Another problem is in rubber compounds. A hard rubber compound on the rear of our bikes can cause you to lose traction just-from grabbing a sudden handful of throttle, which can break the tire loose. A 'sticky' front tire and a hard, 'high-mileage' rear tire can get you into trouble, the front end sticks, but the rear end wants to-slide, especially with sudden throttle motion: going into a turn carrying a lot of speed, and then grabbing more-throttle. The front sticks, but the rear-end slides. That is not a good combination for safety while riding. Just turning our bikes and grabbing some throttle is enough to break the rear end loose, like turning right at a traffic control device (stop sign or traffic light).

I'd sat that the best bang for the buck I've seen, and what I've bought a pair-of, most recently, were Shinko tires. I do not know of any Shinkos in radials, rated for our bike's top speed, and sized for our OEM wheels.

If you want radials, the best thing to do is to buy an aftermarket larger, wider rear wheel, allowing you to run 17" or 18" tires. A typical wheel width not requiring a cut-up, modified swingarm to fit the different wheel/tire, is a 5-1/2" width. I have a machinist who makes me both 17" and 18" X 5-1/2" wheels. The 17" is much-less-expensive. Both are bolt-ons, as they use the shaft drive hub of the VMax mated to another rim of either 17" or 18" size. PM me if interested. He can make a widened front wheel also.

Typical rear wheel tire sizes for 17" or 18" modified OEM wheels are 160, 170, or 180 widths. Anything more-than that, you will probably need to alter the swingarm to fit the wider tire/wheel. The method of how the wheel was changed to a 17" or an 18" can come into play here, along with the width of the tire selected and mounted. It can be a 'fit and try' scheme.

You can use a radial tire on the front 18" OEM wheel, though the width is NOT optimal. Radial tires use a wider width, the front end of our bikes should have a 3-1/2" wide wheel to allow the best use of the radial tires. I currently use a 110/80-'Z'-rated speed, 18" front tire. I have a 17" wheel in the back. Both tires are radials.

* [Data to examine]:
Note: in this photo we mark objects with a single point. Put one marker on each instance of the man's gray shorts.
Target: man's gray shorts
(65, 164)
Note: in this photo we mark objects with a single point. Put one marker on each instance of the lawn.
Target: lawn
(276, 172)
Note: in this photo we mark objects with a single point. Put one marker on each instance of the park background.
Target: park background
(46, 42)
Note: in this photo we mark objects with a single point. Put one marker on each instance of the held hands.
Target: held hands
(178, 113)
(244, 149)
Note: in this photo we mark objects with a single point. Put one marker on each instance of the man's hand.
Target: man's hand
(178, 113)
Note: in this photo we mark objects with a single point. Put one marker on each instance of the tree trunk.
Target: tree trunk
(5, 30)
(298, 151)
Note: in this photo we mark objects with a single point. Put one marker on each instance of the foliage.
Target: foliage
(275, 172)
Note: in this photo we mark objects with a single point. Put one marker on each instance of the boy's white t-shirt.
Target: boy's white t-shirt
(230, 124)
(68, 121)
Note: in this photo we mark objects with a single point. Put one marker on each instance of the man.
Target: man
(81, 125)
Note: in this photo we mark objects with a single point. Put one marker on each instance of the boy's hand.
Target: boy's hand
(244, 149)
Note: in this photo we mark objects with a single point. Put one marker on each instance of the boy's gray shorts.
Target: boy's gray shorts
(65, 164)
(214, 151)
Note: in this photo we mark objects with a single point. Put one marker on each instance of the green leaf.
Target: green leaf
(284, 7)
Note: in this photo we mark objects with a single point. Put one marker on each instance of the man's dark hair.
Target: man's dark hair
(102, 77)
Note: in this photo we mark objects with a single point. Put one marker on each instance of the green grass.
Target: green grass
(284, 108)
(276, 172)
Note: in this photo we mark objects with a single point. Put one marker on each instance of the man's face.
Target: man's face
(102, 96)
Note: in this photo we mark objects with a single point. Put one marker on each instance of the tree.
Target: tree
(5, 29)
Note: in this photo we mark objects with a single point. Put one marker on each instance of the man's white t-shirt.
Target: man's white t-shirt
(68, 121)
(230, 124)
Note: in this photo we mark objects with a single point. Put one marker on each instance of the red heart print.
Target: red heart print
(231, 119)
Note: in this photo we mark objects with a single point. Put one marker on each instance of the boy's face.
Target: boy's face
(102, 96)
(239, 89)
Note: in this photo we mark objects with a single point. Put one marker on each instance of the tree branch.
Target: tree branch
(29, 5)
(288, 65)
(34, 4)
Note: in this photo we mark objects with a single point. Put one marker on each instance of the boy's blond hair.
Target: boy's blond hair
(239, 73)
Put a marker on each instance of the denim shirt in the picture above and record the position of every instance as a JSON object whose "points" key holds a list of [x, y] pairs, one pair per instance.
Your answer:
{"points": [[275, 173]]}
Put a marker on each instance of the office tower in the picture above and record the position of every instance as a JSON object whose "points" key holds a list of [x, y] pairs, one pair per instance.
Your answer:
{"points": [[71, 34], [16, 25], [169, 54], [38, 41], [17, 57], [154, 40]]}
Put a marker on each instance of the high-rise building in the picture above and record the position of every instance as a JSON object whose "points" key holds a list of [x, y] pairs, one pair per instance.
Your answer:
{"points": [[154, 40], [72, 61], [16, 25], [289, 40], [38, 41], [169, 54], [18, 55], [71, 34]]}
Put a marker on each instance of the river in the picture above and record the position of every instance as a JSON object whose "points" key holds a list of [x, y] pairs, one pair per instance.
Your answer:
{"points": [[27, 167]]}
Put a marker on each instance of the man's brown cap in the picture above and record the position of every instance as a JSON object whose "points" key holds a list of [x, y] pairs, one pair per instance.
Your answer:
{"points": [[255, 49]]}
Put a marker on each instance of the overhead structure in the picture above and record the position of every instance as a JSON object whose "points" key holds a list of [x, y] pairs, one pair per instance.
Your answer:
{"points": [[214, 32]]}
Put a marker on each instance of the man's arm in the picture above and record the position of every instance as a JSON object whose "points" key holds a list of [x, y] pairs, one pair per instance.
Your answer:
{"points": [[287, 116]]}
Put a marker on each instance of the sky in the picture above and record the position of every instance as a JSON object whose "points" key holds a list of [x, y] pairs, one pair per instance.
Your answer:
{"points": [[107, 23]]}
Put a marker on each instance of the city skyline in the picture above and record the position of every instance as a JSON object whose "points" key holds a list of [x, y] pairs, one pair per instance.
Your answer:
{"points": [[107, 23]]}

* [Task to complete]:
According to the motorcycle tire text, what are the typical rear tire widths for 17" or 18" modified OEM wheels? List every one. You can ignore the lines entirely for this work.

* [Result for this task]:
160, 170, 180